> _WHAT THE TASK ASKS_: Reproduce the listing below from the line containing "In the photograph above, where can the dark hardwood" up to and including its final line, requests included. Adjust every coordinate in the answers by adding -83.

Items stored from a collection
**********
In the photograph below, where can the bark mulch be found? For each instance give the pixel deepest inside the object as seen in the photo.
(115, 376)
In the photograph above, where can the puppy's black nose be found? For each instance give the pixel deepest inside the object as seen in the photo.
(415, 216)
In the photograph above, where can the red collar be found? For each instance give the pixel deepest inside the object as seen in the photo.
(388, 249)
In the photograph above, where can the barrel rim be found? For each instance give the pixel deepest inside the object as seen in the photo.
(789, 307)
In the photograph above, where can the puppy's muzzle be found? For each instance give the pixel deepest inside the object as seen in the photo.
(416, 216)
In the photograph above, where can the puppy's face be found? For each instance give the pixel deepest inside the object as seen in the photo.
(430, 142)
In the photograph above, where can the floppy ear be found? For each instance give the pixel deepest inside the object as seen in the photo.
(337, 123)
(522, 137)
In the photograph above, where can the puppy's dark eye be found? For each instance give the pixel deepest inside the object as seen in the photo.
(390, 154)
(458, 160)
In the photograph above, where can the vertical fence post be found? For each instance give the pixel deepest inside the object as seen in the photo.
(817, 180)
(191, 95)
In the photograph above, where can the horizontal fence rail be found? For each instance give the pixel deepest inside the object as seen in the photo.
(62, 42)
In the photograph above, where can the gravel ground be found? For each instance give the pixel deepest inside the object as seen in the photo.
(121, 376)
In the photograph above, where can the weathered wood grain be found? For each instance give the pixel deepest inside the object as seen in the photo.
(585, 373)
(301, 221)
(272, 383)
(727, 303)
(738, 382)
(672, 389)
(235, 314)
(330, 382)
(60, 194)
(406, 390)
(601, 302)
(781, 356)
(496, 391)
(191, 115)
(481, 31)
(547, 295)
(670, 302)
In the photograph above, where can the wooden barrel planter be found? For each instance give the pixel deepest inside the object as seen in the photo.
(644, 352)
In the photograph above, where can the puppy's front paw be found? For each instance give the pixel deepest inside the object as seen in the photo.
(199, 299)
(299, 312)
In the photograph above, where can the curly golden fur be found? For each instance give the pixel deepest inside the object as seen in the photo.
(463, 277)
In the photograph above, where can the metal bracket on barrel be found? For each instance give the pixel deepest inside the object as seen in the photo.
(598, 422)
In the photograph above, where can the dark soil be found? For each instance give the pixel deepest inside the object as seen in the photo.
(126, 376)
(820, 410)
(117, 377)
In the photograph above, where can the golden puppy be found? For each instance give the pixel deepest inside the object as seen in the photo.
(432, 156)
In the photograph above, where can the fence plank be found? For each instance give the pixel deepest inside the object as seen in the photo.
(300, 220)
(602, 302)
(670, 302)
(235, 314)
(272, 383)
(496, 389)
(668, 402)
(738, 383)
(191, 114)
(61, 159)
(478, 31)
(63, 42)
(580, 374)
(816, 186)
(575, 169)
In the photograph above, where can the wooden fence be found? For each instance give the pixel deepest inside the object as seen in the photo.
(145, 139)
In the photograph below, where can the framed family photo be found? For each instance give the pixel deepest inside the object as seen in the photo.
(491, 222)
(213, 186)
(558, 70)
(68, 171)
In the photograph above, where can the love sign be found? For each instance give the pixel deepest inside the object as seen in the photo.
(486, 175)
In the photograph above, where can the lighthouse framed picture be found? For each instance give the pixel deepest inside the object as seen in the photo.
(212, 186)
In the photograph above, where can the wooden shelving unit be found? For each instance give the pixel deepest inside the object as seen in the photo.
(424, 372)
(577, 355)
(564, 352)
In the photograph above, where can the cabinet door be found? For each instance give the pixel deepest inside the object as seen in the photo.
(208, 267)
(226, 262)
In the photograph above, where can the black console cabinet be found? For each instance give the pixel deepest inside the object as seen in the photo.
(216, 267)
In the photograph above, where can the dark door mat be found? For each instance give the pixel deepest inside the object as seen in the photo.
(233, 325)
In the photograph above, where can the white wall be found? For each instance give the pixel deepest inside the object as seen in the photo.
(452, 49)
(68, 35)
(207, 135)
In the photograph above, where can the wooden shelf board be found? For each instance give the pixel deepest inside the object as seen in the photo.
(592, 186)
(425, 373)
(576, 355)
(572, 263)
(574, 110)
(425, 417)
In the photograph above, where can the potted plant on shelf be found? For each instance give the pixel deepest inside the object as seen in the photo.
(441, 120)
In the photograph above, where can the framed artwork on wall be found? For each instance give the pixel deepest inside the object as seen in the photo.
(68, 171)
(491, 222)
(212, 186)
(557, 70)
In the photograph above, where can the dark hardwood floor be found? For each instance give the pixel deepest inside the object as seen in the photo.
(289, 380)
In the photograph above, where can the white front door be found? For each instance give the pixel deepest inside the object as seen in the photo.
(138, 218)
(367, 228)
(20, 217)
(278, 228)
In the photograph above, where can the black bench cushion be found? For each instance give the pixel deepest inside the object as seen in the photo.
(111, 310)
**********
> _OUTPUT FOR THIS TASK_:
In the photograph above, where can the dark hardwood floor be found? For each instance give the pixel deepest inside the object as seen in the photo.
(206, 297)
In the photograph above, where can the white front door be found? For each instance give the pixel deepest inside the object as seen in the photo.
(55, 135)
(284, 145)
(-63, 134)
(195, 145)
In the photograph above, where can the black bench cushion be found? For each instance give the pixel deepest inside the object as seen in the photo.
(28, 227)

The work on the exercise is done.